§ Work to be completed
Nothing other than an exact copy of the records should be returned.

§ Material provided
-- Opening Marker --
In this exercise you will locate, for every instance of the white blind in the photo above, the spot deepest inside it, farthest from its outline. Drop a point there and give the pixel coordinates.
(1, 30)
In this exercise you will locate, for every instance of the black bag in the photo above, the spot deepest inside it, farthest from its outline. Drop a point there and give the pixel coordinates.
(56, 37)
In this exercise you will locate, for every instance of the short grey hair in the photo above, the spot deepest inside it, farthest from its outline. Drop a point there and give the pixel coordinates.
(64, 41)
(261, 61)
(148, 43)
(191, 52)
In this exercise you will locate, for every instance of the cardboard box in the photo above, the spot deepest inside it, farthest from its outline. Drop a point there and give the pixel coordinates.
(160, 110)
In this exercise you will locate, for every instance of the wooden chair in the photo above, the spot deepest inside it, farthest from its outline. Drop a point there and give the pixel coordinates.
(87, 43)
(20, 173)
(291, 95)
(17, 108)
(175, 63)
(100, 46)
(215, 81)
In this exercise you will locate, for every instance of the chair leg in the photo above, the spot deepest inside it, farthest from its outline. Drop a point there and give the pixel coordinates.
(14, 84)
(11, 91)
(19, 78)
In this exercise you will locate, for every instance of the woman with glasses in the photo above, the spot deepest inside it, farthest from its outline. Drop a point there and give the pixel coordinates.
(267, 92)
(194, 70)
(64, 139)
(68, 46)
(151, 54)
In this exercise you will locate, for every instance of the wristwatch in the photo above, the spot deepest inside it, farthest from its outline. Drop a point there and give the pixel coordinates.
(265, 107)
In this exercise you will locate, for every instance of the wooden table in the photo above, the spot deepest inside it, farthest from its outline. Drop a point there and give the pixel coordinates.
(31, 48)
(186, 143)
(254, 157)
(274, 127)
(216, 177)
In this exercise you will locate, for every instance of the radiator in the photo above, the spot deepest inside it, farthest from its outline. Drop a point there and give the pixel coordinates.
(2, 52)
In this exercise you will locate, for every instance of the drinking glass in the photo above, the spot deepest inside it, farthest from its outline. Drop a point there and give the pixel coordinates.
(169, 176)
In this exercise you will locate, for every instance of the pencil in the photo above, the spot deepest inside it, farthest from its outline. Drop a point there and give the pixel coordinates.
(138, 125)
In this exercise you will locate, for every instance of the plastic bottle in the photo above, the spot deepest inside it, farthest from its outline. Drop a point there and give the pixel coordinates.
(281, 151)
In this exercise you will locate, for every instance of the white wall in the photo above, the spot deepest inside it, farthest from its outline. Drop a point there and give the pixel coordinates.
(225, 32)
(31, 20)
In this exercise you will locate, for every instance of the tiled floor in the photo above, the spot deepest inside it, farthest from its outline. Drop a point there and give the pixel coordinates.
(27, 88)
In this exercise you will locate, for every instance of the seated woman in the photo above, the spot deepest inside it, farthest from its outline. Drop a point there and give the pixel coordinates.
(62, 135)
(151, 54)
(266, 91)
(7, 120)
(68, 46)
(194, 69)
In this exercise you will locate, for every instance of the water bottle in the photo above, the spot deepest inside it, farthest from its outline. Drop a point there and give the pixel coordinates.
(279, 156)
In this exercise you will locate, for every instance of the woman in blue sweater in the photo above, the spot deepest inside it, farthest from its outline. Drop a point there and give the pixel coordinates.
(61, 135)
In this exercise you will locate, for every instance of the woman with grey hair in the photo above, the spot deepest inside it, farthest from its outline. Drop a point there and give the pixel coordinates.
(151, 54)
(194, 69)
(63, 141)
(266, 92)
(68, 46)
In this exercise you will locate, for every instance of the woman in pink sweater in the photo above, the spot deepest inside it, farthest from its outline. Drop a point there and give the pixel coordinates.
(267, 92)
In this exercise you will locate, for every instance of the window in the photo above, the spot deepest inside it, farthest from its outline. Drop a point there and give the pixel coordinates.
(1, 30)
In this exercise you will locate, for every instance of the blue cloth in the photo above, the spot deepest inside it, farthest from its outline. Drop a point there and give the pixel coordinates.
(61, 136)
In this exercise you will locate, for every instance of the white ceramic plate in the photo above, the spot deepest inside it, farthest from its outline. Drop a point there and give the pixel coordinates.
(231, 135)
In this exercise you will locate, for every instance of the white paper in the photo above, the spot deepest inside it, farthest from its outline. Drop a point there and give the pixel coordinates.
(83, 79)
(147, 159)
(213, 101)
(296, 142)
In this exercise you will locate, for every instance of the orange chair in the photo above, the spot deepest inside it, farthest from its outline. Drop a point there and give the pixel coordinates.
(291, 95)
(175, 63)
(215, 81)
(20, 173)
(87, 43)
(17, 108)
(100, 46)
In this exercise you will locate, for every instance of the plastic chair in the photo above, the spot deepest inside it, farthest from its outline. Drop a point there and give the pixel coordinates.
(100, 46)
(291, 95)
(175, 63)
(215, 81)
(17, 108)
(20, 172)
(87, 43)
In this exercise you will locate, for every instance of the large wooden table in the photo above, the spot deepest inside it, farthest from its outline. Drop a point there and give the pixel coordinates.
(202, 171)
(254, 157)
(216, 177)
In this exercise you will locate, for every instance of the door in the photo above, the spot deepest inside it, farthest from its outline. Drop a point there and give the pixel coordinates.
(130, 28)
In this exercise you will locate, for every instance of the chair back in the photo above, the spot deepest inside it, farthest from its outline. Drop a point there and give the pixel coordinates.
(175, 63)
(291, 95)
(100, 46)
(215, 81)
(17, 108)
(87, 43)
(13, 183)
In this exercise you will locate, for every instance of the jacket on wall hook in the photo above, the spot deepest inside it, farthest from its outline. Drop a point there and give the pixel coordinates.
-- Closing Marker --
§ Task output
In this exercise you will locate, for every instance of the white blind in the photo above, the spot deepest inside it, farthest from its outline. Drop a point there and give the pixel coordinates.
(1, 30)
In this exercise you will locate, for every instance of the black bag in the photo above, the spot deepest inside it, farthest from its outline. Drop a point there and give the pixel coordinates.
(56, 37)
In this exercise you will locate, for every instance of the short grey hair in the photo above, the spot deepest inside it, farthest from its outline. Drop a point there and give the pixel coordinates.
(64, 41)
(261, 61)
(148, 43)
(191, 52)
In this exercise you will locate, for every instance of the cardboard box in the photo above, the spot deepest inside it, farthest from its outline. Drop a point there and give the pixel coordinates.
(160, 110)
In this exercise you will locate, for every instance of the wooden chair in the photo above, the spot deepest inside it, farthest from its outline. Drop a point there and give the pixel coordinates.
(87, 43)
(20, 173)
(291, 95)
(17, 108)
(175, 63)
(100, 46)
(215, 81)
In this exercise you will locate, for every instance of the chair leg in the photo above, the spot deepest inside it, farthest from its outline. Drop a point there and give the pixel coordinates.
(14, 84)
(11, 91)
(19, 78)
In this exercise you will locate, for every instance of the woman with glasses in the photo above, the spot deepest inside it, farthest from its outline. Drop a point there and give the pixel coordinates.
(267, 92)
(194, 70)
(64, 139)
(68, 46)
(151, 54)
In this exercise you will locate, for every instance of the wristwatch in the photo above, the spot deepest inside it, farthest from its outline. Drop a point there and give the pixel coordinates.
(265, 107)
In this exercise you will locate, for every instance of the wooden table in the photo above, the spot deepest inside it, farthest from its outline. Drop a point there and give the pixel coordinates.
(31, 48)
(186, 143)
(254, 157)
(274, 127)
(216, 177)
In this exercise you will locate, for every instance of the radiator in the photo above, the spot deepest inside it, farthest from its outline. Drop a point there and give the pixel coordinates.
(2, 52)
In this exercise you will locate, for every instance of the drinking glass in the photo above, the spot deepest inside it, farthest from its outline. Drop a point there and give the pixel coordinates.
(169, 176)
In this exercise you will locate, for every instance of the pencil in the photo above, the spot deepest inside it, farthest from its outline. Drop a point there and give the pixel coordinates.
(138, 125)
In this exercise you will locate, for every instance of the plastic bottle in the photo above, the spot deepest inside it, farthest from its outline. Drop a point there and give the pixel coordinates.
(281, 151)
In this exercise you will locate, for every instance of the white wall in the photo above, the spot deepest inside it, farthest from its outline. Drop a point there and give the pixel coordinates.
(225, 32)
(31, 20)
In this exercise you will locate, for every instance of the tiled floor in the photo above, the spot deepest inside it, farthest from its outline. Drop a point there and give the pixel coordinates.
(27, 88)
In this exercise you will locate, for every instance of the seated woman in the photo above, the spot deepest inside it, farthest from its outline. Drop a point there and give the pixel coordinates.
(62, 135)
(151, 54)
(266, 91)
(7, 120)
(68, 46)
(194, 69)
In this exercise you will locate, for every instance of the water bottle in the photo above, the spot deepest inside it, farthest from its outline. Drop a point there and give the pixel coordinates.
(279, 156)
In this exercise you will locate, for every instance of the woman in blue sweater in the photo above, the spot deepest inside it, farthest from its outline. Drop a point there and give the pixel coordinates.
(61, 135)
In this exercise you will locate, for every instance of the woman with grey hair in the photo above, the spot deepest inside it, farthest from its outline. Drop a point there and give the pixel coordinates.
(151, 54)
(194, 69)
(63, 141)
(266, 92)
(68, 46)
In this exercise you will locate, for every instance of the woman in pink sweater in the photo above, the spot deepest inside it, farthest from its outline. Drop a point there and give the pixel coordinates.
(267, 92)
In this exercise you will locate, for every instance of the window in the photo above, the spot deepest inside it, farthest from its outline. Drop a point there and give the pixel coordinates.
(1, 30)
In this exercise you will locate, for every instance of the blue cloth in the photo above, the spot deepest inside it, farthest from its outline. Drop a point there and give the pixel coordinates.
(61, 136)
In this exercise you will locate, for every instance of the white ceramic plate in the photo above, the spot deepest inside it, farthest from its outline. Drop a point there and give the pixel coordinates.
(231, 135)
In this exercise you will locate, for every instance of the white paper in the photo above, the spot deepest inside it, farthest from its outline. Drop a point there and give the pixel coordinates.
(83, 79)
(147, 159)
(213, 101)
(296, 142)
In this exercise you will locate, for every instance of the orange chair in the photo above, the spot deepest inside it, farthest from its outline. Drop a point there and give the pixel coordinates.
(291, 95)
(175, 63)
(215, 81)
(20, 173)
(87, 43)
(17, 108)
(100, 46)
In this exercise you will locate, for every instance of the plastic chair in the photo above, the spot deepest inside it, farthest from its outline. Drop a point there and give the pixel coordinates.
(100, 46)
(291, 95)
(175, 63)
(215, 81)
(17, 108)
(20, 172)
(87, 43)
In this exercise you will locate, for every instance of the large wooden table in the photo above, the spot deepest inside it, farthest from its outline. Drop a point there and give the pixel coordinates.
(202, 171)
(254, 157)
(216, 177)
In this exercise you will locate, for every instance of the door in the photo above, the spot deepest inside it, farthest from its outline. Drop a point there and give the pixel coordinates.
(130, 28)
In this exercise you will locate, for every instance of the chair back in the photo above, the spot deepest inside it, farthest from its outline. Drop a point there and give the pixel coordinates.
(175, 63)
(291, 95)
(100, 46)
(215, 81)
(17, 108)
(87, 43)
(13, 183)
In this exercise you will locate, for every instance of the jacket on wall hook in the photo above, the spot deepest inside it, farthest from its outline. Drop a point there and give the pixel coordinates.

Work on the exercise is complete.